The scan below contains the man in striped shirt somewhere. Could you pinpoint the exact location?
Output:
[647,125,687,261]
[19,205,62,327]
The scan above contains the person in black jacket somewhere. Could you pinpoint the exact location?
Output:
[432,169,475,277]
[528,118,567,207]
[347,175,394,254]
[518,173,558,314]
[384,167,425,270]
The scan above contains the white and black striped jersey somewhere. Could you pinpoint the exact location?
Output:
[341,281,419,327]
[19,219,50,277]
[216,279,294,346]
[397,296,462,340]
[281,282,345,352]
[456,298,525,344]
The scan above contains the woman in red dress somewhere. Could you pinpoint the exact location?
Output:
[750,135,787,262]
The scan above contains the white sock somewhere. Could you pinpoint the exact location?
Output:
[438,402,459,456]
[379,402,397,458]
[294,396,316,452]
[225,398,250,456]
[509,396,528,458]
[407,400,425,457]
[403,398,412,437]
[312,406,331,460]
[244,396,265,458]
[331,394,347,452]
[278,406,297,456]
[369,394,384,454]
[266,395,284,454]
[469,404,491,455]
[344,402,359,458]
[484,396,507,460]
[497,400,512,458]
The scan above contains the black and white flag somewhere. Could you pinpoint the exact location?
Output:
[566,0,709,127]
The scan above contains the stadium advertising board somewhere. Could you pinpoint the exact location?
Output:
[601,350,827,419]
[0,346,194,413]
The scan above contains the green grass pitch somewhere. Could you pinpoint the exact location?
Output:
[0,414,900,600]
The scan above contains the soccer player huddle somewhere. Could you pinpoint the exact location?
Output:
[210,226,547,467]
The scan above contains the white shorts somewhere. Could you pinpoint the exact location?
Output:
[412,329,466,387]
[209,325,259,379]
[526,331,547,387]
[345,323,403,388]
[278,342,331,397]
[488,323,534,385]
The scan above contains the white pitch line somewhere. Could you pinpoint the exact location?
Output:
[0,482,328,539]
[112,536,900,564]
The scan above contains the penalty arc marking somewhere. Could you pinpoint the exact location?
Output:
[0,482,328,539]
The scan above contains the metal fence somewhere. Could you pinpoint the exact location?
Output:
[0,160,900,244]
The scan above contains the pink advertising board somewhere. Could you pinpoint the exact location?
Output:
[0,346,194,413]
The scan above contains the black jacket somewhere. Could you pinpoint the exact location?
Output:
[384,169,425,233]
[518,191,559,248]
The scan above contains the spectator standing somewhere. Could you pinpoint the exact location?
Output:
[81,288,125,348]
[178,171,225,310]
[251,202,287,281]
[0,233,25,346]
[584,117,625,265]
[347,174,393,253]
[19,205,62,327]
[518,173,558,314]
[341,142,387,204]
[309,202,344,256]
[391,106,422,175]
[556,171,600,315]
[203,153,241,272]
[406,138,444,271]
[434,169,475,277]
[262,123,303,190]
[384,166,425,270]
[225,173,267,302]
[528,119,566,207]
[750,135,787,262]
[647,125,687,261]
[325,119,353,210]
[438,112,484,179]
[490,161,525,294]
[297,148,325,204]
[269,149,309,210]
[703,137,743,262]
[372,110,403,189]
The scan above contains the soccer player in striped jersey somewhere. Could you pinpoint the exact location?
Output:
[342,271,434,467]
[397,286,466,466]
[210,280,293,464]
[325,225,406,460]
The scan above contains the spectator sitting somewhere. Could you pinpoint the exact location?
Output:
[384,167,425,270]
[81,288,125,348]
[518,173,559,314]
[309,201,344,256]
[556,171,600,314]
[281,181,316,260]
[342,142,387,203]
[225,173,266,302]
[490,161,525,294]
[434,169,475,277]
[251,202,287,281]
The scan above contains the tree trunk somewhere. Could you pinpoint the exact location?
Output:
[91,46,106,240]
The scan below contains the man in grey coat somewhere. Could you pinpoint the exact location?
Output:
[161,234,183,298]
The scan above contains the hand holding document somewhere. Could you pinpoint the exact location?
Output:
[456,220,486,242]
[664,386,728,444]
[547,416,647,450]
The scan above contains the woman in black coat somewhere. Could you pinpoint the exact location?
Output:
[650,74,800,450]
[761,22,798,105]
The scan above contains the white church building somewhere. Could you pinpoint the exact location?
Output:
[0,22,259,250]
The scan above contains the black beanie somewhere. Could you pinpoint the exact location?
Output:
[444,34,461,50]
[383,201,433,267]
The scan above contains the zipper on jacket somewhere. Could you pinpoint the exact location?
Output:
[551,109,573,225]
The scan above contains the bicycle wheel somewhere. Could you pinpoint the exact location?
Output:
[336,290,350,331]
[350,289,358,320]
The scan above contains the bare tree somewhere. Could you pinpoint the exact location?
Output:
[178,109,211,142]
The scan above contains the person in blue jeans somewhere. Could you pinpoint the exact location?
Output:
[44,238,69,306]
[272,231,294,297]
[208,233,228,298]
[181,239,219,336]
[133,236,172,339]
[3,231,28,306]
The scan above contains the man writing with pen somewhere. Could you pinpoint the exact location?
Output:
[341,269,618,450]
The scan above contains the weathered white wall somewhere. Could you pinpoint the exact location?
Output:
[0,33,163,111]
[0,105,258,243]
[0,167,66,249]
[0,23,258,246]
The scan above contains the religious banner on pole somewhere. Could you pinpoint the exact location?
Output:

### TASK BRIEF:
Reproduce all of the entries above word for word.

### WORKED ANSWER:
The scan below contains the man in striped shirt somewhere. Could you pinpoint the exact location?
Output:
[647,125,687,261]
[19,205,62,327]
The scan above contains the person in black jacket somewhere. Could you pinpoint the exact location?
Output:
[432,169,475,277]
[528,118,567,207]
[347,175,394,254]
[518,173,558,314]
[384,167,425,270]
The scan above contains the white and black striped jersey somewhere. Could you pinpoint the exact location?
Output:
[341,281,419,327]
[19,219,50,277]
[216,279,294,346]
[397,296,462,340]
[281,282,345,352]
[456,298,525,344]
The scan above contains the woman in red dress somewhere. Could you pinpoint the exact location?
Output:
[750,135,787,262]
The scan above contains the white sock somewhere. Could you pinpoint the exact location?
Output:
[438,402,459,456]
[379,402,397,458]
[294,396,316,452]
[225,398,250,456]
[509,396,528,458]
[407,400,425,457]
[403,398,412,437]
[312,406,331,460]
[244,396,265,458]
[331,394,347,452]
[278,406,297,456]
[369,394,384,454]
[266,395,284,454]
[469,404,491,455]
[344,402,359,458]
[484,396,507,460]
[497,400,512,458]
The scan above contains the black and white flag somewhere. Could you pinpoint the exact location?
Output:
[566,0,709,127]
The scan above contains the stadium advertising board somewhere. Could you pinpoint the exact location?
Output:
[601,350,827,419]
[0,346,194,413]
The scan above contains the green grass pitch somewhere. Could you pinpoint the exact location?
Output:
[0,414,900,600]
The scan above contains the soccer player huddle somewhere. Could you pinpoint the exact location?
Output:
[210,226,547,467]
The scan above contains the white shorts somewhere. Could you pinpoint the exact location?
Output:
[412,329,466,387]
[209,325,259,379]
[526,331,547,387]
[345,323,403,388]
[278,342,331,397]
[488,323,534,385]
The scan above contains the white pitch line somewhere. Could you pinpoint the exact location?
Output:
[0,482,328,539]
[112,536,900,564]
The scan above contains the penalty arc marking somewhere. Could you pinpoint the exact location?
Output:
[0,482,328,539]
The scan above contains the metal fence somewhere. Could you pinpoint the exact location?
Output:
[0,160,900,244]
The scan above contains the pink advertising board somewhere. Could you pinpoint the exact location?
Output:
[0,346,194,413]
The scan above contains the black jacket somewhere. Could you pinpoint the exact location?
Output:
[384,169,425,233]
[518,191,559,248]
The scan above contains the spectator standing somewhere. Could you pinpoint the exact location?
Output:
[81,288,125,348]
[178,171,225,310]
[251,202,287,281]
[0,233,25,346]
[584,117,625,265]
[347,174,393,253]
[19,205,62,327]
[518,173,558,314]
[341,142,387,204]
[309,202,344,256]
[391,106,422,175]
[556,171,600,315]
[203,153,241,272]
[406,138,444,271]
[434,169,475,277]
[262,123,303,190]
[384,166,425,270]
[225,173,267,302]
[528,119,566,207]
[750,135,787,262]
[647,125,687,261]
[325,119,353,210]
[438,112,484,179]
[490,161,525,294]
[297,148,325,204]
[269,149,309,210]
[703,137,743,262]
[372,110,403,189]
The scan above contains the soccer player in striped jersey somewhere. Could you pinpoint the exact location?
Output:
[342,271,434,467]
[397,286,466,466]
[210,280,293,464]
[325,225,406,460]
The scan above contains the spectator sitting somewhere. Could you pinpoint the exact location?
Output:
[384,167,425,270]
[81,288,125,348]
[518,173,559,314]
[309,201,344,256]
[556,171,600,314]
[281,181,316,260]
[342,142,387,203]
[225,173,266,302]
[490,161,525,294]
[434,169,475,277]
[251,202,287,281]
The scan above contains the tree trunk somewhere. Could you pinpoint the exact location?
Output:
[91,46,106,240]
The scan below contains the man in grey coat somewhere. Could you pinpoint the exact location?
Output:
[161,234,183,298]
The scan above contains the hand holding document somewhere. Could you pinpoint the exact location?
Output:
[456,220,486,242]
[664,386,728,444]
[547,416,647,450]
The scan above contains the woman in black coat somewhere. Could you pinpoint the exact location?
Output:
[650,74,800,450]
[761,22,798,105]
The scan above contains the white church building somewhere. Could you pinpoint the exact location?
Output:
[0,22,259,250]
The scan above contains the black beanie somewhere. Could you pinpoint the exact location?
Output:
[444,34,461,50]
[383,201,433,267]
The scan above contains the zipper on jacket somewhere. Could you pinpoint the exact location?
Output:
[551,109,573,225]
The scan above contains the bicycle wheel somewhere. Could you pinpoint the exact location?
Output:
[336,290,350,331]
[350,289,358,320]
The scan above contains the bare tree somewhere. Could you pinpoint the exact location?
Output:
[178,109,211,142]
The scan above contains the person in blue jeans somewhere. Could you pinpoint the exact location?
Output:
[44,238,69,306]
[272,231,294,297]
[208,233,228,298]
[181,239,219,336]
[133,236,172,339]
[3,231,28,306]
The scan above contains the man writing with pen somewhere. Could you pinpoint the exact location?
Output:
[341,269,618,450]
The scan above contains the weathered white wall somewhere. Could you pinpoint the exact location?
Output:
[0,33,163,111]
[0,105,258,243]
[0,167,66,249]
[0,23,258,246]
The scan above contains the religious banner on pole somewhere. Could you pinpoint the exact location?
Output:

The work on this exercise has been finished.